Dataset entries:
•••••

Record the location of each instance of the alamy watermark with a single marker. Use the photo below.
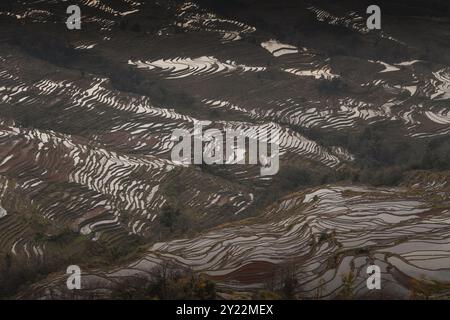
(254, 145)
(374, 20)
(74, 280)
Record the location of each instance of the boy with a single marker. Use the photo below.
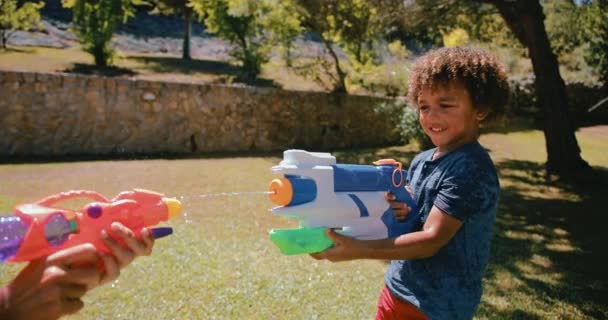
(437, 271)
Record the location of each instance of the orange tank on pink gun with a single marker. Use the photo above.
(39, 229)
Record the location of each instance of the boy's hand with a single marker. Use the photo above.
(400, 209)
(344, 249)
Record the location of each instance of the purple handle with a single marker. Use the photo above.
(12, 232)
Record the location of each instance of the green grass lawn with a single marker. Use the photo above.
(219, 264)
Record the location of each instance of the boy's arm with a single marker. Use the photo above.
(437, 231)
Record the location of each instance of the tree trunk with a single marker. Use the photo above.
(341, 85)
(187, 33)
(3, 39)
(526, 19)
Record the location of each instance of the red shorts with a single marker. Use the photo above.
(391, 308)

•••••

Rewrite every row above with "single marker" renamed to "single point" and nothing else changed. Leave the pictures out.

Record the location of each instance of the alamy watermark with a single point. Use the photo below.
(254, 145)
(374, 20)
(74, 280)
Record the location of each instance of the boy with a single point. Use the photo below.
(437, 271)
Record the location of each instance of the orange tank on pink gun with a single point. Use the photo above.
(39, 229)
Record the location of each instance of the boy's hand with a single point. Use the photo above.
(400, 209)
(344, 249)
Record the location of each instance of the purple handle with a single point. Use the photo above.
(12, 232)
Record the location of each instance of the green grass lawn with a single point. Use the photo above.
(219, 264)
Record the location of each instance of the boy's arm with a single point. Use the photo above.
(437, 231)
Record the location of each instance of the tree trunk with a single point. Use the photo above.
(341, 85)
(187, 33)
(3, 39)
(526, 19)
Record the location of each instance of the red shorts with a single point. Use the photo above.
(391, 308)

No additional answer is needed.